■ **EXERCISE DETAILS**: Pull out every line in the entries below that contains the word "foliage", copying each one in full.

■ **RECORDS TO PROCESS**:
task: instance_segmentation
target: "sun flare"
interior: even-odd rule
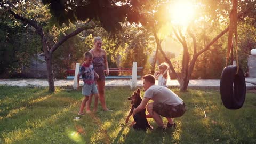
[[[169,13],[171,23],[187,25],[194,18],[195,10],[188,1],[179,1],[170,4]]]

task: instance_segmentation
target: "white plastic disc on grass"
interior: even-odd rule
[[[256,55],[256,49],[252,49],[251,50],[251,54]]]
[[[75,117],[74,118],[74,120],[80,120],[80,119],[81,119],[81,118],[79,117]]]

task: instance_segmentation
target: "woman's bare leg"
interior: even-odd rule
[[[91,113],[91,110],[90,110],[90,106],[91,106],[91,103],[92,103],[92,94],[91,94],[89,97],[89,99],[86,102],[86,113]]]
[[[99,98],[102,109],[104,111],[108,111],[109,110],[107,108],[105,101],[105,81],[97,81],[97,87],[99,91]]]

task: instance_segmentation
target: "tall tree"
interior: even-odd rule
[[[162,2],[163,1],[162,1]],[[170,1],[173,2],[174,1]],[[250,1],[253,2],[253,1]],[[173,23],[169,24],[169,27],[172,28],[172,33],[175,35],[175,38],[180,42],[183,47],[181,76],[180,77],[175,71],[172,63],[162,50],[161,46],[161,39],[159,39],[159,35],[158,35],[160,28],[164,25],[166,25],[169,22],[172,21],[172,19],[169,19],[167,17],[162,16],[166,15],[165,14],[168,13],[166,10],[171,3],[170,4],[169,1],[165,1],[163,2],[163,4],[161,5],[158,3],[156,5],[157,7],[154,8],[156,12],[149,17],[150,18],[149,19],[154,19],[156,21],[156,22],[153,21],[151,23],[151,26],[151,26],[151,28],[153,27],[152,29],[157,44],[157,49],[162,53],[166,62],[170,66],[172,71],[176,75],[180,84],[180,90],[181,91],[186,91],[187,89],[198,57],[209,50],[214,43],[227,33],[229,27],[228,25],[229,14],[230,13],[232,6],[232,4],[229,1],[195,1],[193,2],[195,3],[194,4],[195,5],[200,7],[200,13],[198,13],[199,14],[197,17],[193,20],[191,23],[188,25],[188,26],[186,30],[183,30],[179,26]],[[238,7],[240,7],[239,5]],[[238,17],[239,18],[241,18],[241,15],[243,15],[243,14],[243,14],[243,12],[241,11],[242,9],[238,9],[239,14]],[[177,14],[179,15],[178,13]],[[149,15],[147,14],[147,15]],[[209,23],[209,27],[207,28],[211,30],[208,31],[206,33],[206,36],[209,39],[206,42],[204,45],[204,43],[202,43],[202,39],[199,39],[200,37],[196,36],[200,30],[205,30],[201,27],[202,22]],[[213,29],[213,28],[215,28]],[[198,47],[202,47],[202,49],[199,49]],[[191,50],[191,51],[189,50]]]
[[[86,29],[91,28],[92,25],[89,22],[86,23],[75,31],[63,36],[53,45],[51,45],[43,28],[51,18],[48,5],[43,5],[40,1],[37,0],[2,1],[0,2],[0,6],[1,9],[3,9],[10,14],[10,18],[19,20],[21,22],[31,26],[40,36],[47,65],[49,91],[54,92],[55,88],[52,61],[53,53],[67,39]]]

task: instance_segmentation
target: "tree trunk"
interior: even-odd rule
[[[157,60],[157,55],[158,54],[158,49],[159,49],[159,47],[158,47],[158,45],[157,45],[157,46],[156,47],[156,53],[155,54],[155,57],[154,57],[154,61],[153,61],[153,65],[152,65],[152,67],[151,67],[151,74],[152,75],[154,75],[154,74],[155,73],[155,67],[156,66],[156,61]]]
[[[188,89],[188,83],[189,83],[189,79],[187,77],[186,78],[182,78],[179,82],[180,84],[180,91],[187,91]]]
[[[55,91],[54,74],[52,70],[52,55],[48,53],[45,54],[45,61],[46,61],[47,73],[48,77],[48,84],[49,85],[49,91],[53,92]]]

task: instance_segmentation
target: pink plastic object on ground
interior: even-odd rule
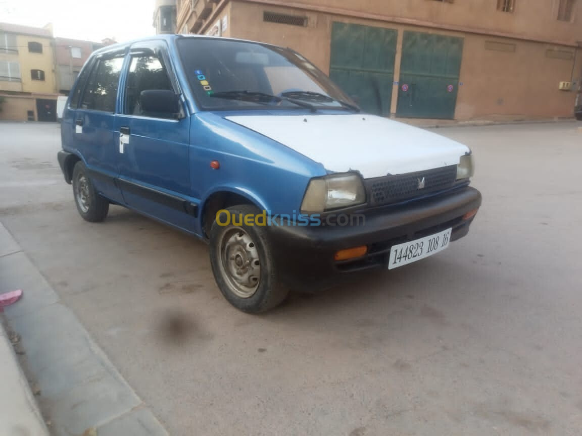
[[[10,291],[8,292],[0,294],[0,312],[2,312],[5,306],[10,306],[13,303],[18,301],[22,296],[22,290]]]

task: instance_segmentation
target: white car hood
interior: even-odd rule
[[[251,115],[226,119],[321,163],[328,171],[359,171],[364,178],[457,165],[470,151],[439,135],[374,115]]]

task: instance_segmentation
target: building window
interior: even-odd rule
[[[560,0],[560,5],[558,8],[558,19],[559,21],[572,20],[572,10],[574,9],[574,3],[576,0]]]
[[[31,70],[30,78],[33,80],[44,80],[44,72],[42,70]]]
[[[513,12],[515,9],[515,0],[497,0],[497,10],[502,12]]]
[[[40,42],[31,41],[29,42],[29,53],[42,53],[42,44]]]
[[[18,53],[16,35],[0,33],[0,53]]]
[[[76,59],[81,59],[81,48],[80,47],[71,47],[71,58]]]
[[[305,27],[307,25],[307,17],[297,15],[288,15],[276,12],[265,11],[262,15],[262,20],[267,23],[276,23],[279,24],[289,24]]]
[[[0,80],[20,81],[20,65],[18,62],[0,60]]]

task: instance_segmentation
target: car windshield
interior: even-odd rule
[[[183,38],[177,44],[203,109],[358,110],[325,74],[292,50],[218,38]]]

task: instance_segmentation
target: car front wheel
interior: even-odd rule
[[[219,217],[222,224],[215,220],[210,231],[217,284],[229,302],[243,312],[272,309],[285,300],[288,288],[281,280],[265,228],[244,223],[244,217],[255,216],[258,209],[242,205],[225,211]]]

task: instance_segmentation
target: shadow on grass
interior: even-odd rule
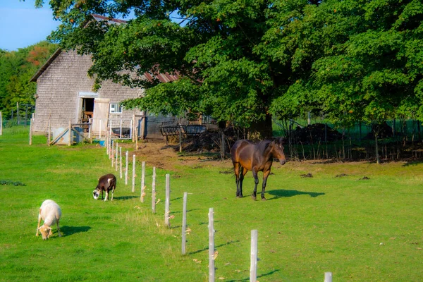
[[[421,164],[423,163],[423,161],[415,160],[415,161],[409,161],[405,164],[403,164],[403,166],[417,166],[418,164]]]
[[[268,272],[266,274],[262,274],[257,276],[257,278],[262,278],[262,277],[266,277],[266,276],[269,276],[269,275],[271,275],[276,272],[278,272],[279,271],[279,269],[276,269],[274,270],[273,271],[270,271]],[[238,280],[228,280],[228,282],[235,282],[235,281],[250,281],[250,277],[246,278],[245,279],[238,279]]]
[[[297,190],[283,190],[283,189],[270,190],[270,191],[269,191],[269,194],[273,196],[275,196],[275,197],[274,197],[271,199],[269,199],[268,200],[281,198],[281,197],[298,196],[300,195],[308,195],[312,197],[319,197],[322,195],[324,195],[324,193],[317,192],[303,192],[303,191],[298,191]]]
[[[214,246],[215,248],[218,248],[218,247],[223,247],[223,246],[227,246],[228,245],[233,244],[234,243],[238,243],[240,242],[239,240],[237,240],[236,241],[231,241],[231,242],[226,242],[225,244],[221,244],[218,246]],[[204,247],[204,249],[201,249],[201,250],[197,250],[196,251],[194,252],[188,252],[188,255],[195,255],[195,254],[198,254],[199,252],[202,252],[204,251],[207,251],[209,250],[209,247],[207,246],[207,247]]]
[[[61,226],[60,230],[63,233],[64,236],[70,236],[75,233],[87,232],[91,227],[90,226]]]
[[[115,200],[118,200],[118,201],[121,201],[121,200],[130,200],[130,199],[133,199],[133,198],[139,198],[140,196],[121,196],[121,197],[113,197],[113,200],[114,201]],[[99,198],[99,200],[100,200],[100,198]]]

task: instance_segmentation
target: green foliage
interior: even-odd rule
[[[0,111],[5,118],[16,109],[16,103],[35,104],[36,85],[30,80],[56,49],[41,42],[16,51],[0,50]]]
[[[51,39],[92,54],[90,73],[99,85],[111,79],[147,89],[147,99],[128,102],[128,107],[195,110],[246,127],[271,115],[292,118],[307,111],[344,125],[403,115],[423,120],[418,0],[50,4],[63,23]],[[131,11],[135,18],[127,24],[90,20],[93,13]],[[185,87],[140,79],[159,70],[179,74]],[[268,130],[262,129],[264,136]]]

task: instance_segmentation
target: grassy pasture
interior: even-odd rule
[[[145,204],[139,199],[140,177],[135,193],[130,180],[125,186],[118,176],[116,200],[95,201],[91,193],[98,177],[114,171],[104,149],[49,147],[43,136],[35,136],[29,146],[27,129],[16,128],[5,128],[0,136],[0,180],[26,185],[0,185],[1,281],[207,281],[209,207],[214,208],[219,252],[216,281],[248,281],[252,229],[259,233],[260,282],[323,281],[325,271],[336,281],[423,280],[422,164],[274,164],[266,202],[251,200],[250,173],[246,197],[235,197],[230,161],[180,164],[173,171],[157,171],[161,201],[152,214],[148,164]],[[171,228],[163,226],[167,173]],[[313,177],[300,176],[308,173]],[[336,177],[341,173],[347,176]],[[359,180],[364,176],[369,179]],[[192,193],[191,232],[182,256],[185,191]],[[63,236],[57,237],[54,227],[43,241],[35,231],[46,199],[62,209]]]

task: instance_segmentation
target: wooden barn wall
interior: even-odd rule
[[[80,118],[80,92],[92,92],[94,80],[87,73],[91,66],[89,56],[80,56],[75,51],[61,52],[38,78],[35,131],[46,132],[49,118],[51,128],[67,127]],[[110,81],[104,82],[97,91],[99,98],[109,98],[110,103],[118,103],[130,98],[140,97],[143,90],[131,89]],[[109,118],[132,118],[140,111],[123,111],[121,114],[110,114]]]

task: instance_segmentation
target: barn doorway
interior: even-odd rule
[[[90,118],[92,118],[94,112],[94,98],[82,98],[82,123],[90,122]]]

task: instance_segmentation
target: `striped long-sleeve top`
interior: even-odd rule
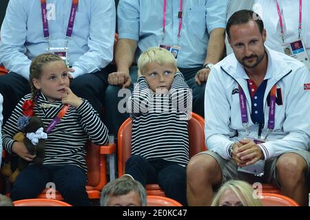
[[[138,77],[127,104],[132,120],[132,154],[186,166],[192,100],[192,91],[181,73],[176,73],[165,95],[154,94],[145,78]]]
[[[3,146],[10,153],[14,153],[12,152],[12,138],[21,131],[17,121],[23,116],[21,107],[24,101],[30,98],[30,94],[28,94],[19,101],[3,129]],[[34,112],[36,116],[42,119],[46,129],[62,107],[61,101],[50,103],[40,93]],[[65,116],[48,134],[43,164],[74,165],[86,173],[85,144],[88,139],[94,144],[105,144],[108,141],[108,131],[92,105],[86,100],[83,100],[78,108],[70,106]]]

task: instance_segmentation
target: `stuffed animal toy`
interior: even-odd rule
[[[28,152],[32,155],[37,155],[32,163],[35,164],[42,164],[44,159],[45,149],[45,140],[48,138],[44,131],[44,124],[40,118],[36,116],[21,117],[18,121],[19,128],[23,132],[17,133],[13,139],[17,142],[23,142]],[[9,181],[12,183],[15,182],[20,171],[23,170],[30,162],[19,157],[17,168],[12,172],[10,168],[10,163],[6,164],[1,173],[4,176],[9,177]]]

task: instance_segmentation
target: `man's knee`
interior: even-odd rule
[[[280,180],[297,182],[304,177],[307,165],[304,158],[296,153],[286,153],[280,157],[276,170]]]
[[[143,167],[145,166],[145,159],[140,155],[132,155],[126,162],[125,167],[132,166],[134,165]]]
[[[211,155],[200,154],[192,157],[187,168],[187,181],[198,178],[211,181],[221,177],[220,168],[216,160]]]

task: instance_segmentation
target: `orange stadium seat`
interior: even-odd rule
[[[59,200],[48,199],[29,199],[13,201],[14,206],[72,206]]]
[[[8,71],[3,66],[0,66],[0,76],[8,73]]]
[[[127,118],[118,130],[117,146],[118,177],[121,177],[125,173],[125,164],[132,153],[132,120]],[[187,128],[190,157],[199,152],[207,150],[205,144],[204,129],[204,119],[201,116],[192,113]],[[158,184],[147,184],[146,190],[148,195],[165,196],[165,192]]]
[[[147,206],[183,206],[176,200],[164,197],[148,195],[147,200]]]
[[[299,206],[294,200],[282,195],[262,192],[262,195],[264,206]]]

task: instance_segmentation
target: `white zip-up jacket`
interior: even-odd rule
[[[262,136],[267,134],[269,107],[267,98],[276,84],[282,104],[276,104],[274,131],[268,141],[258,146],[265,160],[292,150],[308,150],[310,140],[310,72],[304,64],[265,47],[268,79],[264,95],[265,124]],[[241,120],[238,84],[245,91],[249,135],[257,137],[258,124],[251,120],[251,100],[247,87],[249,79],[243,66],[234,54],[227,56],[212,69],[205,94],[206,144],[209,150],[230,159],[229,146],[246,137]],[[277,99],[280,98],[277,96]]]

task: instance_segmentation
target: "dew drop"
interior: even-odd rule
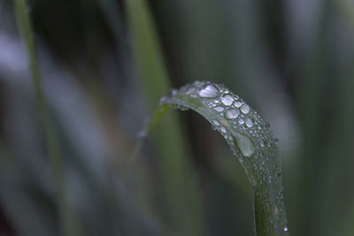
[[[247,104],[243,104],[241,107],[241,111],[242,111],[243,114],[247,114],[250,112],[250,107]]]
[[[219,95],[219,90],[213,85],[207,85],[199,91],[200,97],[216,97]]]
[[[196,92],[196,88],[191,87],[187,90],[186,95],[189,95],[193,94],[194,92]]]
[[[215,126],[219,126],[220,124],[219,123],[219,121],[218,120],[216,120],[216,119],[213,119],[212,120],[212,123],[215,125]]]
[[[228,119],[236,118],[239,115],[240,115],[240,110],[235,109],[228,110],[225,114],[226,118]]]
[[[246,118],[246,126],[247,126],[247,127],[250,128],[251,126],[253,126],[253,125],[254,125],[253,119],[251,119],[250,118]]]
[[[223,107],[220,107],[220,106],[217,106],[217,107],[214,108],[214,110],[215,110],[216,111],[221,112],[221,111],[224,110],[224,108],[223,108]]]
[[[241,107],[242,105],[242,102],[240,102],[240,101],[235,102],[235,107]]]
[[[221,126],[220,130],[221,130],[221,132],[224,133],[227,133],[227,128],[224,127],[224,126]]]
[[[226,106],[231,106],[234,103],[234,97],[230,95],[225,95],[221,97],[221,103]]]

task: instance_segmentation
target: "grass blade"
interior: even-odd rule
[[[260,116],[222,85],[199,82],[161,99],[152,129],[172,108],[191,109],[205,118],[228,143],[253,187],[257,235],[288,235],[276,140]]]
[[[58,182],[57,200],[59,211],[59,221],[61,223],[64,235],[77,236],[80,234],[78,228],[75,227],[73,215],[66,199],[63,156],[61,154],[58,134],[50,117],[47,100],[42,88],[40,67],[38,65],[38,57],[32,33],[32,26],[27,14],[26,0],[16,0],[15,7],[18,23],[26,46],[27,47],[31,75],[35,85],[40,116],[47,141],[49,156]]]
[[[146,1],[127,0],[126,3],[147,104],[154,109],[161,96],[170,89],[170,80]],[[181,130],[176,116],[163,122],[157,130],[158,162],[168,208],[168,217],[165,218],[171,222],[177,235],[205,235],[196,179]],[[173,135],[166,136],[166,133]]]

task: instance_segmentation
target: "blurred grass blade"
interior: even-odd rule
[[[257,235],[288,235],[278,147],[260,116],[222,85],[196,81],[161,99],[150,129],[171,108],[191,109],[227,141],[253,187]]]
[[[170,89],[169,78],[146,2],[127,0],[126,3],[135,59],[147,103],[152,110]],[[173,135],[165,135],[166,133]],[[177,117],[159,126],[156,141],[171,226],[177,235],[205,235],[191,158]]]
[[[48,145],[49,156],[50,157],[51,165],[55,177],[58,181],[58,207],[59,211],[59,220],[62,224],[64,235],[77,236],[80,235],[78,229],[73,223],[73,215],[71,212],[65,194],[65,173],[63,167],[63,156],[61,154],[59,141],[53,126],[53,123],[50,118],[50,110],[47,101],[42,88],[40,68],[35,50],[34,37],[32,34],[32,26],[27,14],[26,0],[16,0],[15,7],[17,11],[18,23],[27,47],[30,70],[32,79],[35,85],[35,95],[37,97],[38,107],[42,123],[43,126],[45,137]]]

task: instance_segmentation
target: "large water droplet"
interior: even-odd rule
[[[242,105],[242,102],[240,102],[240,101],[235,102],[235,107],[241,107]]]
[[[250,118],[246,118],[247,127],[250,128],[253,126],[253,125],[254,125],[253,119],[251,119]]]
[[[235,109],[228,110],[225,114],[226,118],[228,119],[236,118],[239,115],[240,115],[240,110]]]
[[[243,114],[247,114],[250,112],[250,107],[247,104],[243,104],[241,107],[241,111],[242,111]]]
[[[259,141],[259,146],[262,147],[262,148],[265,147],[266,146],[265,141]]]
[[[216,111],[221,112],[221,111],[224,110],[224,108],[223,108],[223,107],[220,107],[220,106],[217,106],[217,107],[214,108],[214,110],[215,110]]]
[[[200,97],[216,97],[219,95],[219,90],[213,85],[207,85],[199,91]]]
[[[221,126],[220,130],[221,130],[221,132],[224,133],[227,133],[227,128],[224,127],[224,126]]]
[[[215,125],[215,126],[219,126],[220,124],[219,123],[219,121],[218,120],[216,120],[216,119],[213,119],[212,120],[212,123]]]
[[[234,97],[230,95],[225,95],[221,97],[221,103],[226,106],[231,106],[234,103]]]

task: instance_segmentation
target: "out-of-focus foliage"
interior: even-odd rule
[[[128,1],[27,0],[83,235],[254,234],[251,187],[203,118],[180,116],[187,175],[175,158],[161,162],[173,129],[169,143],[157,132],[134,155],[153,97],[197,80],[227,85],[272,124],[290,234],[353,235],[352,1],[134,0],[151,24],[140,49]],[[136,49],[161,57],[165,86],[150,66],[144,77]],[[10,0],[0,0],[0,234],[58,235],[58,187]]]

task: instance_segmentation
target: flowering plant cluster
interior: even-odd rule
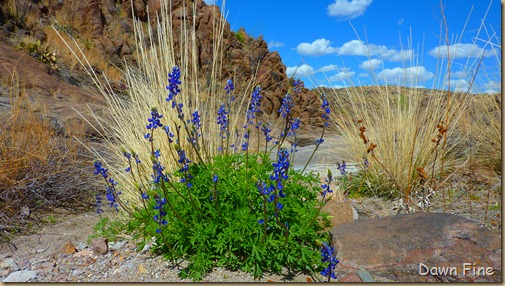
[[[223,90],[227,99],[215,111],[215,123],[219,126],[216,138],[220,142],[216,148],[221,152],[205,161],[202,152],[208,149],[204,138],[208,132],[203,130],[205,122],[199,110],[191,111],[191,117],[185,118],[183,110],[187,109],[183,108],[187,107],[179,102],[183,94],[180,77],[181,71],[174,67],[166,87],[166,101],[178,121],[164,122],[156,107],[147,118],[144,138],[150,164],[139,159],[137,152],[141,150],[123,150],[127,162],[124,170],[135,182],[140,203],[123,203],[121,192],[116,191],[117,183],[101,162],[95,163],[95,174],[101,174],[107,184],[110,205],[119,210],[118,207],[127,209],[125,204],[129,203],[128,209],[133,209],[129,225],[134,225],[133,229],[146,239],[155,237],[155,251],[174,262],[189,260],[188,268],[179,273],[182,277],[200,280],[214,266],[241,268],[255,277],[265,270],[280,272],[282,267],[314,273],[326,267],[327,261],[319,258],[318,241],[328,239],[321,223],[328,222],[328,217],[320,214],[317,207],[318,178],[290,168],[300,128],[300,119],[292,117],[292,96],[288,93],[279,109],[285,123],[270,150],[278,148],[276,160],[271,162],[268,145],[273,139],[272,130],[270,122],[260,120],[263,97],[259,86],[254,88],[243,115],[243,135],[238,136],[235,129],[236,141],[230,142],[230,116],[239,115],[230,107],[235,100],[235,86],[228,80]],[[295,93],[301,88],[302,83],[295,82]],[[323,100],[322,107],[325,110],[327,101]],[[256,152],[249,150],[251,129],[256,129],[253,134],[258,136]],[[294,138],[291,150],[280,147],[287,137]],[[182,140],[187,142],[186,150]],[[237,141],[243,152],[232,152],[237,151]],[[265,144],[263,153],[259,152],[260,142]],[[168,144],[169,151],[161,151],[167,148],[157,148],[158,144]],[[167,160],[177,167],[168,170],[164,164]],[[142,176],[141,170],[145,169],[152,170],[150,177]],[[332,180],[331,176],[327,178],[325,192],[331,192]],[[101,203],[97,196],[98,212],[102,211]]]

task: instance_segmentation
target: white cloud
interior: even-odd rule
[[[335,48],[330,47],[331,42],[326,39],[317,39],[312,43],[301,43],[296,47],[296,51],[304,56],[321,56],[332,54]]]
[[[359,67],[364,70],[372,71],[372,70],[377,69],[380,65],[382,65],[382,60],[371,59],[371,60],[366,60],[366,61],[362,62],[359,65]]]
[[[409,62],[410,59],[412,59],[414,56],[414,51],[412,51],[412,50],[403,50],[403,51],[389,50],[389,55],[387,57],[385,57],[385,55],[382,55],[382,56],[391,62],[405,62],[405,61]]]
[[[392,62],[406,61],[412,58],[412,50],[397,51],[383,45],[365,44],[361,40],[351,40],[341,47],[332,47],[331,42],[325,38],[317,39],[312,43],[301,43],[296,51],[304,56],[322,56],[337,54],[340,56],[376,56]]]
[[[314,68],[307,65],[307,64],[303,64],[303,65],[297,66],[297,67],[286,68],[286,75],[288,77],[306,76],[306,75],[311,75],[313,73],[314,73]]]
[[[330,76],[330,81],[345,81],[355,75],[356,73],[353,71],[342,71],[337,73],[336,75]]]
[[[489,94],[500,93],[501,91],[501,83],[493,80],[484,83],[483,87],[486,89],[484,92]]]
[[[269,48],[279,48],[279,47],[284,47],[284,43],[277,42],[277,41],[270,41],[270,43],[268,43],[268,47],[269,47]]]
[[[338,89],[340,89],[340,88],[346,88],[347,86],[345,86],[345,85],[339,85],[339,84],[334,84],[332,86],[327,86],[326,84],[320,84],[317,87],[338,88]]]
[[[349,20],[363,15],[370,4],[372,0],[335,0],[326,10],[330,16]]]
[[[447,49],[449,49],[449,52],[447,52]],[[493,51],[479,48],[479,46],[476,44],[456,44],[450,46],[438,46],[436,48],[433,48],[429,54],[435,58],[447,58],[447,55],[449,54],[449,57],[457,59],[477,58],[481,57],[483,54],[485,57],[489,57],[493,55]]]
[[[432,79],[434,74],[427,71],[423,66],[415,66],[408,68],[396,67],[393,69],[385,69],[377,76],[379,79],[399,85],[418,85],[419,83]]]
[[[334,71],[334,70],[337,70],[337,69],[338,69],[337,65],[328,65],[328,66],[324,66],[322,68],[319,68],[317,70],[317,72],[329,72],[329,71]]]

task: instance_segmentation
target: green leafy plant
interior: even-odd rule
[[[110,206],[117,211],[125,210],[144,238],[156,238],[154,251],[173,261],[188,260],[190,264],[180,272],[181,277],[201,280],[214,266],[242,269],[252,272],[256,278],[266,270],[280,272],[283,267],[312,273],[323,267],[319,246],[321,241],[328,240],[323,231],[328,219],[320,210],[326,192],[318,200],[318,178],[291,170],[290,156],[296,152],[295,143],[289,151],[280,147],[286,137],[294,137],[292,141],[296,142],[300,125],[299,118],[291,114],[291,95],[286,94],[279,110],[285,124],[280,140],[272,147],[272,150],[277,147],[276,161],[270,161],[267,148],[272,140],[271,130],[258,121],[262,100],[259,87],[254,89],[246,110],[243,126],[246,132],[239,138],[243,142],[242,152],[231,152],[237,149],[229,140],[231,104],[222,104],[217,111],[221,153],[212,160],[204,160],[201,152],[206,141],[201,115],[194,111],[186,119],[184,104],[179,102],[182,95],[178,67],[168,75],[168,82],[166,101],[178,120],[170,125],[163,123],[163,114],[155,107],[151,109],[143,137],[150,146],[152,165],[146,167],[133,150],[122,151],[127,159],[125,171],[131,175],[141,201],[125,202],[108,169],[102,162],[95,162],[95,174],[101,175],[107,185]],[[225,91],[233,90],[233,83],[228,80]],[[325,97],[322,100],[327,124],[329,109]],[[253,134],[250,129],[257,129],[254,133],[258,135],[258,142],[263,141],[261,134],[264,136],[263,153],[259,152],[259,143],[256,152],[254,148],[250,150],[250,134]],[[182,140],[190,143],[193,153],[181,147]],[[323,141],[321,136],[317,144]],[[172,149],[168,154],[162,153],[157,144],[166,144]],[[193,158],[190,154],[194,154]],[[162,160],[173,161],[176,170],[167,172]],[[144,177],[141,171],[144,168],[152,170],[150,178]],[[329,182],[321,187],[332,192]],[[97,212],[101,213],[101,195],[97,194],[96,199]]]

■ **EXERCISE RESULT**:
target: green foliage
target: "out-of-focus foliage"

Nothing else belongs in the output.